The Judge as Grand Inquisitor

December 8, 2014 § 1 Comment

Some judges sit through a trial impassively, leaving counsel to wonder whether hizzoner is paying any attention at all. Other judges take an active part, hurling questions like shrapnel through the courtroom. Still other judges fit somewhere in between the two extremes.

It’s a phenomenon I’ve posted about before here and here.

In the COA case SKL Investments v. Hardin and Torrence, decided November 18, 2014, the appellant charged that the chancellor erred when he “continually mischaracterized testimony [and] interrupted and veraciously ‘crossed’ [SKL’s] witnesses while protecting other witnesses in a manner that hindered [SKL’s] development of its case[.]” [My emphasis] I will leave it up to the reader to look up the definition of ‘veraciously.’

So, did the learned chancellor cross a line in his interrogation in this case? No, said the court, in an opinion penned by Judge Irving:

¶16. … While the record reveals that the chancery court interrogated witnesses and even sometimes interrupted witnesses as they testified, a contextual reading of the record also reveals that the chancery court did not “overstep[ ] its judicial authority” as SKL now claims.

¶17. The chancery court was within its right to “interrogate witnesses, whether called by itself or by a party.” Powell v. Ayars, 792 So. 2d 240, 248 (¶29) (Miss. 2001); see also M.R.E. 614(b). Certainly, it would have been “‘grounds for reversal if the [chancery court had] abuse[d] the authority to call or question a witness[,] abandoning [its] impartial position as a judge and assuming an adversarial role.’” Copeland v. Copeland, 904 So. 2d 1066, 1074 (¶27) (Miss. 2004) (citing Powell, 792 So. 2d at 248 (¶29)). However, “there [was] no requirement for the [chancery court] solely to be a silent observer.” Copeland, 904 So. 2d at 1074 (¶28) (citation omitted). After reviewing the record, we find that the chancery court did not abuse its discretion in its examination of the witnesses. This issue is without merit. Accordingly, we affirm.

There is the oft-cited apocryphal tale of the chancellor who interrupted and took over questioning of a witness, only to be interrupted in turn by counsel, who pleaded, “Judge, I don’t mind you questioning the witness, but please don’t lose the case for me.”

Another point: if you’re going to accuse the judge of going overboard, at least use an adverb that fits the conduct.

WHEN THE JUDGE STICKS HIS NOSE INTO IT

March 4, 2013 § Leave a comment

Judges can be nosy. When no one is asking the question that the judge wants to know the answer to, you might just hear the judge start asking her own questions. I’ve talked about it in a post here before.

In the COA case of Knights’ Piping, Inc. and Knight v. Knight, et al., decided December 11, 2012, the appellant took issue with the chancellor’s frequent and vigorous interrogation of witnesses. The COA, by Judge Irving, found nothing improper in how the judge approached it:

¶14. Benny asserts that the chancery court erred in its interrogation of witnesses during trial. Under Rule 614(b) of the Mississippi Rules of Evidence, “[t]he court may interrogate witnesses, whether called by itself or by a party.” However, “it is grounds for reversal if the trial judge abuses the authority to call or question a witness by abandoning his impartial position as a judge and assuming an adversarial role.” Powell v. Ayars, 792 So. 2d 240, 248 (¶29) (Miss. 2001) (citation omitted).

■ **SUPPLIED DATA**:

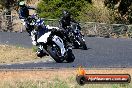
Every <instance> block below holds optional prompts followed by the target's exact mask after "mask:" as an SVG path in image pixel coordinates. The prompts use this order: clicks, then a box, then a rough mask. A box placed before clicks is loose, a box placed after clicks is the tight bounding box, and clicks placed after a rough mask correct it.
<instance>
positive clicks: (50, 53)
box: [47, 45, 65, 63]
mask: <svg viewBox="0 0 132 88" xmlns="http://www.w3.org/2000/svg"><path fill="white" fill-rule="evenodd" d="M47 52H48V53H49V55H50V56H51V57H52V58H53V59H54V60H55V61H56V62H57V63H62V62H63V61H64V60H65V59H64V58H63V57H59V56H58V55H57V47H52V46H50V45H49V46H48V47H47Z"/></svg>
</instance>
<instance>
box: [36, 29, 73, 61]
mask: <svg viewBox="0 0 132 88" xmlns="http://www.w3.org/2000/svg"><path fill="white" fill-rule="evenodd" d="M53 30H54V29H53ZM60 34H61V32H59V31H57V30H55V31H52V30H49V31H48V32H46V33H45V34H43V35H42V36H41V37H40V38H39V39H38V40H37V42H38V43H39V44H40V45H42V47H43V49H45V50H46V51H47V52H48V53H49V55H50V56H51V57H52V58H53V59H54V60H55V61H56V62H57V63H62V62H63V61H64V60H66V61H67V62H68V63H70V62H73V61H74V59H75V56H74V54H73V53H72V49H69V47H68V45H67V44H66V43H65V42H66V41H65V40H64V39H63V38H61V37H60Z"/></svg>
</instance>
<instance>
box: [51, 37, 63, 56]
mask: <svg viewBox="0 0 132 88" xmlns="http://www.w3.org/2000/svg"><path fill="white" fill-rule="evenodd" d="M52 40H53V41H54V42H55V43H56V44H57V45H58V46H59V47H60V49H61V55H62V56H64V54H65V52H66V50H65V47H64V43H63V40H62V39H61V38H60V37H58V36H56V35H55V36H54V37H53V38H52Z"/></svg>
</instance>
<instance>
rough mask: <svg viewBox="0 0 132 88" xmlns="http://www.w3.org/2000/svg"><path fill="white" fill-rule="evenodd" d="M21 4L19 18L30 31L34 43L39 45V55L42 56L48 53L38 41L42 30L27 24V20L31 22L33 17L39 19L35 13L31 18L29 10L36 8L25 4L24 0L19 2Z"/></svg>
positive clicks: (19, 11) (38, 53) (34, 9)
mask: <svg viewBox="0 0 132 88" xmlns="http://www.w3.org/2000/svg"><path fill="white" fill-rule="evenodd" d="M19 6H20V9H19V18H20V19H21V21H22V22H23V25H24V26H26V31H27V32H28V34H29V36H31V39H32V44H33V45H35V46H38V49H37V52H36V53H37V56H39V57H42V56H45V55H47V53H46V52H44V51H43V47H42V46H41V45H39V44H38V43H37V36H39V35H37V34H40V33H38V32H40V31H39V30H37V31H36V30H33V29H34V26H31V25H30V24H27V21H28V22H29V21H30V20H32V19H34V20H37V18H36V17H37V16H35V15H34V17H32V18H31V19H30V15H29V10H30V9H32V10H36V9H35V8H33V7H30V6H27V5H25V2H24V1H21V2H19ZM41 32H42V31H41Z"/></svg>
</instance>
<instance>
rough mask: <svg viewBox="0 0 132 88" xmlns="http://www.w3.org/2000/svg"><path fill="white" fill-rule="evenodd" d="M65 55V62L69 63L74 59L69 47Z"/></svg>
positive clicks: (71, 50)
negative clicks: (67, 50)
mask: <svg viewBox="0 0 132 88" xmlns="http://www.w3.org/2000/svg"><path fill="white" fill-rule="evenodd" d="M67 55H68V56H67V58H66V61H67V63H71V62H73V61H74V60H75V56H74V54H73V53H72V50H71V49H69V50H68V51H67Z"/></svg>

...

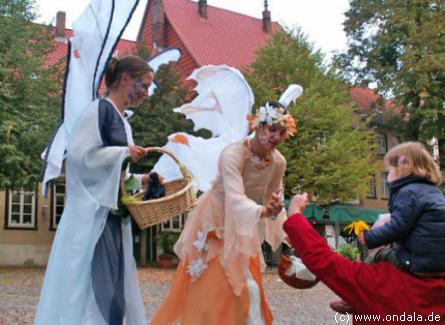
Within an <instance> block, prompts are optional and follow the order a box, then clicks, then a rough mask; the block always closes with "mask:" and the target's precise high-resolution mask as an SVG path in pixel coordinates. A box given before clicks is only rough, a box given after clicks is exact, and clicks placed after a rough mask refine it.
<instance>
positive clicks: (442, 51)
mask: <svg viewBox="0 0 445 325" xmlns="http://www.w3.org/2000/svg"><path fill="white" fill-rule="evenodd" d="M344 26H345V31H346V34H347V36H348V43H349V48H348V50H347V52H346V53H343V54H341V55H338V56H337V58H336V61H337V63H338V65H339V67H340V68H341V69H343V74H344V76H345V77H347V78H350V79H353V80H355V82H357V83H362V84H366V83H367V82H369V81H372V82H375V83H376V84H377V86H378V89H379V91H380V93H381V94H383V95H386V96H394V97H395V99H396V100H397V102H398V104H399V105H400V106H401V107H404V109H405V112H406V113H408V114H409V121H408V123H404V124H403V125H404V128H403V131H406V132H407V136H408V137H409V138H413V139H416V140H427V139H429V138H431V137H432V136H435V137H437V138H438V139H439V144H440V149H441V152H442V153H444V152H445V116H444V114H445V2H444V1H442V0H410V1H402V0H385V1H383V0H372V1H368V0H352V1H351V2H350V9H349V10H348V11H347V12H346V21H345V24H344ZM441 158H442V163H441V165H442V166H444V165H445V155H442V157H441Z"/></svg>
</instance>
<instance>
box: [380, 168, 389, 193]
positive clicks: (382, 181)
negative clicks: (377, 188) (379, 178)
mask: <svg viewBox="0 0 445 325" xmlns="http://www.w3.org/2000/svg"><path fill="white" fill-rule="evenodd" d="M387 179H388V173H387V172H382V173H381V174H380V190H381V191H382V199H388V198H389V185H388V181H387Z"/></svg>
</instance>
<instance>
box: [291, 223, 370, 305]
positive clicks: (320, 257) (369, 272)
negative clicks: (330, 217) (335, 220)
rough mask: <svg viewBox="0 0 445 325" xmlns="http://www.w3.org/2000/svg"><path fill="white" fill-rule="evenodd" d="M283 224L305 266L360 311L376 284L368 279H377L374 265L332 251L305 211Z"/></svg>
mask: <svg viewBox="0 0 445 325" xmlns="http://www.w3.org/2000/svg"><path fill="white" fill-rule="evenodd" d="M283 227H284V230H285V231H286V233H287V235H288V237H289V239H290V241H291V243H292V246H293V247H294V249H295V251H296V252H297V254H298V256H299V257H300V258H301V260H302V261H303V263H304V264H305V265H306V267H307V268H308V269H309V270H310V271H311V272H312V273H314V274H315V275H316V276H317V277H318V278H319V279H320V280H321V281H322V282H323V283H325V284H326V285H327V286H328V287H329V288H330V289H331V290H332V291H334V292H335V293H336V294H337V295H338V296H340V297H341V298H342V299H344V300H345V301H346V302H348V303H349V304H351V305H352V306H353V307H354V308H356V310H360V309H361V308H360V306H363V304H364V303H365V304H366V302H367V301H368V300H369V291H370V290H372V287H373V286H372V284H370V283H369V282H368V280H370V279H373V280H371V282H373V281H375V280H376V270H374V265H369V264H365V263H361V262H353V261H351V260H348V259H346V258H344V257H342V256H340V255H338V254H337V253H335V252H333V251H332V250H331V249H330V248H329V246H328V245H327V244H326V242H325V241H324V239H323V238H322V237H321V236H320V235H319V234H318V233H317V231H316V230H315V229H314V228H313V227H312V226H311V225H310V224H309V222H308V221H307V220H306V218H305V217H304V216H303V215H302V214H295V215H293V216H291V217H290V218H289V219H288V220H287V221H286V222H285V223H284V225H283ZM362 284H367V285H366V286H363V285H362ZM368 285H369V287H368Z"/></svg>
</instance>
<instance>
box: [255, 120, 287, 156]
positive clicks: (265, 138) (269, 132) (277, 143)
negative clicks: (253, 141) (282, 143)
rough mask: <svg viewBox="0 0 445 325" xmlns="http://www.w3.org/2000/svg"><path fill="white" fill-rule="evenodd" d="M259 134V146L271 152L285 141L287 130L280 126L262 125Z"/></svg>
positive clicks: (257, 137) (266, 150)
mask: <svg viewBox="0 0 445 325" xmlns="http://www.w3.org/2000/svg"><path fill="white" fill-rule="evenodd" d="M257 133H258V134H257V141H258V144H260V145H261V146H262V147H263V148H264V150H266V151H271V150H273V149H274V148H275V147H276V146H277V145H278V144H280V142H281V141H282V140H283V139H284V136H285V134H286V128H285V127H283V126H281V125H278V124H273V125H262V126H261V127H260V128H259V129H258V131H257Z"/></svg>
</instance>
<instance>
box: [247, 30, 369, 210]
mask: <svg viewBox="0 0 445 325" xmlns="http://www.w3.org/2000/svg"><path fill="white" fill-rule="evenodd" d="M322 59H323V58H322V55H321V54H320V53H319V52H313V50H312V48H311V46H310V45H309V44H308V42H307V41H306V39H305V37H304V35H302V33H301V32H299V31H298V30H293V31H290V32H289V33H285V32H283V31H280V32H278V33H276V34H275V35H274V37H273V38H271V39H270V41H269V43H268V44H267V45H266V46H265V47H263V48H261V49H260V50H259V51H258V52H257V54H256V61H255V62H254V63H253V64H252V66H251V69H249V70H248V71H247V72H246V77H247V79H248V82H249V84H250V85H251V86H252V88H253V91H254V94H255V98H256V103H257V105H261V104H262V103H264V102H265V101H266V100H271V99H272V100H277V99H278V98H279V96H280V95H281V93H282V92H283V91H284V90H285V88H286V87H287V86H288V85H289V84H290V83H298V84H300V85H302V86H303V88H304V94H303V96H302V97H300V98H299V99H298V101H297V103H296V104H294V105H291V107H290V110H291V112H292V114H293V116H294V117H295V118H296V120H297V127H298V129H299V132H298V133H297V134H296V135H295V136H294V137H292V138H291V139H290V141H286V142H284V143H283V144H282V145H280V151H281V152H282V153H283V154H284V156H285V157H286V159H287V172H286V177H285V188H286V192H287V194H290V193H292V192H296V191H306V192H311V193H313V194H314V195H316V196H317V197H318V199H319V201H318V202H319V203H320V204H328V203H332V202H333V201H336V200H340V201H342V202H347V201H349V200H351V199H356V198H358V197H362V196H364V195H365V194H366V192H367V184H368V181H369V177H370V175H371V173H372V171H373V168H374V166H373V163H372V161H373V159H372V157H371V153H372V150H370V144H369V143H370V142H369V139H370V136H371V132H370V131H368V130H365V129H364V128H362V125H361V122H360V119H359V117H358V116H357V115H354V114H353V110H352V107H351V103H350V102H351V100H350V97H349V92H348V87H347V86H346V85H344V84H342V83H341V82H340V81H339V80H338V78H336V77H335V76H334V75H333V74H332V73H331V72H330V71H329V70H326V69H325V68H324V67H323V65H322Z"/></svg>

■ **SET OF TASKS**:
A. Answer these questions from the blog post about judges questioning witnesses, one answer per line:
(i) On what date was SKL Investments v. Hardin and Torrence decided?
(ii) On what date was Knights' Piping, Inc. and Knight v. Knight, et al. decided?
(iii) Under which rule of the Mississippi Rules of Evidence may the court interrogate witnesses?
B. In the first block of records, reproduce verbatim everything from the line containing "Every <instance> block" down to the line containing "positive clicks: (50, 53)", with both of those lines included.

■ **SOLUTION LIST**:
A.
(i) November 18, 2014
(ii) December 11, 2012
(iii) Rule 614(b)

B.
Every <instance> block below holds optional prompts followed by the target's exact mask after "mask:" as an SVG path in image pixel coordinates. The prompts use this order: clicks, then a box, then a rough mask. A box placed before clicks is loose, a box placed after clicks is the tight bounding box, and clicks placed after a rough mask correct it.
<instance>
positive clicks: (50, 53)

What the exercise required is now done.